Start of Listed entries

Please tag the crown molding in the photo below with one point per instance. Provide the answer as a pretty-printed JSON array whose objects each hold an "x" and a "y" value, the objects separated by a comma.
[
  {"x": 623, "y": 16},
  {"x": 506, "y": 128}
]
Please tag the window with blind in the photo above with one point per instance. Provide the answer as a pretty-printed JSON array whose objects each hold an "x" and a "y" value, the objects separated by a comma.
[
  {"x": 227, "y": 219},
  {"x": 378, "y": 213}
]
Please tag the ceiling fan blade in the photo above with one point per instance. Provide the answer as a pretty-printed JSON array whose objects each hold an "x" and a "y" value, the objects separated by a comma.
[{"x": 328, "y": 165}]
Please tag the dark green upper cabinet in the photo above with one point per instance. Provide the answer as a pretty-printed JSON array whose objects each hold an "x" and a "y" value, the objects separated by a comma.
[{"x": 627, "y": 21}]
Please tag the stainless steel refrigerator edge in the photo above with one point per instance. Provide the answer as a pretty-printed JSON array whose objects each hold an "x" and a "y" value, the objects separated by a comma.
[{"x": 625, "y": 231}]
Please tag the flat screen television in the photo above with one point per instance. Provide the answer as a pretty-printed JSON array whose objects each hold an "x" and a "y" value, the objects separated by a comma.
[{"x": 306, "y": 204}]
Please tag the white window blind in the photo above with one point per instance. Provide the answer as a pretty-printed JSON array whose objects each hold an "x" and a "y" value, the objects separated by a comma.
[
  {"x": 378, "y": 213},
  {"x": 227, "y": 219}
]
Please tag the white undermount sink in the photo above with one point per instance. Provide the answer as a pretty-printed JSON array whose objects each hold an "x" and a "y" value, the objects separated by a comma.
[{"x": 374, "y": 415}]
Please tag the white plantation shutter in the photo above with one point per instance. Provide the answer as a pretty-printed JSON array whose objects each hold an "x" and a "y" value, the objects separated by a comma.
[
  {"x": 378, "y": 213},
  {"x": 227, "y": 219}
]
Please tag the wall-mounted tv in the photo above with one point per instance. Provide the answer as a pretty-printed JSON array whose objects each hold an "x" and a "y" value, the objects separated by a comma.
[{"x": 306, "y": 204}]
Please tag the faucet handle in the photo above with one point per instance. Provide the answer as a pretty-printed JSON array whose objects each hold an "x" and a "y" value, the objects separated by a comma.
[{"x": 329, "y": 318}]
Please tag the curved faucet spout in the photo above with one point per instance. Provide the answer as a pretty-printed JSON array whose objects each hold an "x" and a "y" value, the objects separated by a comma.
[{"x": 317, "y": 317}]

End of Listed entries

◆ **Task details**
Recopy all the lines exactly as they appear.

◆ **Answer to this problem**
Please tag the crown molding in the photo below with one point per instance. Provide the answer as a pretty-printed JSON array whose objects each hold an "x" and a "y" value, the objects separated by a comma.
[
  {"x": 623, "y": 16},
  {"x": 506, "y": 128}
]
Please tag the window with blind in the photo above with one point per instance. Provide the answer as a pretty-printed JSON array whose objects each hold an "x" and a "y" value, the objects separated by a comma.
[
  {"x": 227, "y": 219},
  {"x": 378, "y": 213}
]
Please tag the ceiling fan blade in the photo above with one point per instance. Provide the answer as a pretty-printed JSON array whose objects each hold an "x" and a "y" value, the objects separated by a comma.
[{"x": 328, "y": 165}]
Please tag the dark green upper cabinet in the photo above with one point per instance. Provide the answer as a pretty-printed JSON array whose objects each hold an "x" and a "y" value, the objects separated by a comma.
[{"x": 627, "y": 21}]
Please tag the stainless steel refrigerator edge in the photo above with one point per instance. Provide the answer as a pretty-printed JSON array whose objects each hold an "x" and a "y" value, the objects separated by a comma.
[{"x": 625, "y": 231}]
Please tag the flat screen television in the photo above with one point per instance. Provide the answer as a pretty-printed JSON array whose objects each hold an "x" and a "y" value, the objects separated by a comma.
[{"x": 306, "y": 204}]
Please tag the white window blind in the photo above with one point per instance. Provide the answer as a pretty-printed JSON array whose objects each hold an "x" and a "y" value, the objects separated by a comma.
[
  {"x": 378, "y": 213},
  {"x": 227, "y": 219}
]
Please tag the white undermount sink in the photo above with one point per instance. Provide the answer as a pretty-printed JSON array whose objects each hold an "x" and a "y" value, the objects separated by a comma.
[{"x": 374, "y": 415}]
Please tag the white plantation shutter in the photo above with one point per instance. Provide the answer as a pretty-printed JSON array whose objects each hold an "x" and a "y" value, the objects separated by a comma.
[
  {"x": 378, "y": 213},
  {"x": 227, "y": 219}
]
Please tag the wall-mounted tv in the photo above with one point per instance. Provide the answer as a pretty-printed JSON array whose objects each hold an "x" and a "y" value, the objects separated by a comma.
[{"x": 306, "y": 204}]
Please tag the faucet handle in the photo above with one point per instance. Provide the answer as a pretty-printed JSON array whose objects each hold an "x" and a "y" value, the objects separated by a comma.
[{"x": 329, "y": 318}]
Please tag the curved faucet spout in the photo above with one point per instance. Provide the answer as a pretty-printed JSON array whose objects each hold an "x" and a "y" value, the objects separated by a comma.
[{"x": 317, "y": 317}]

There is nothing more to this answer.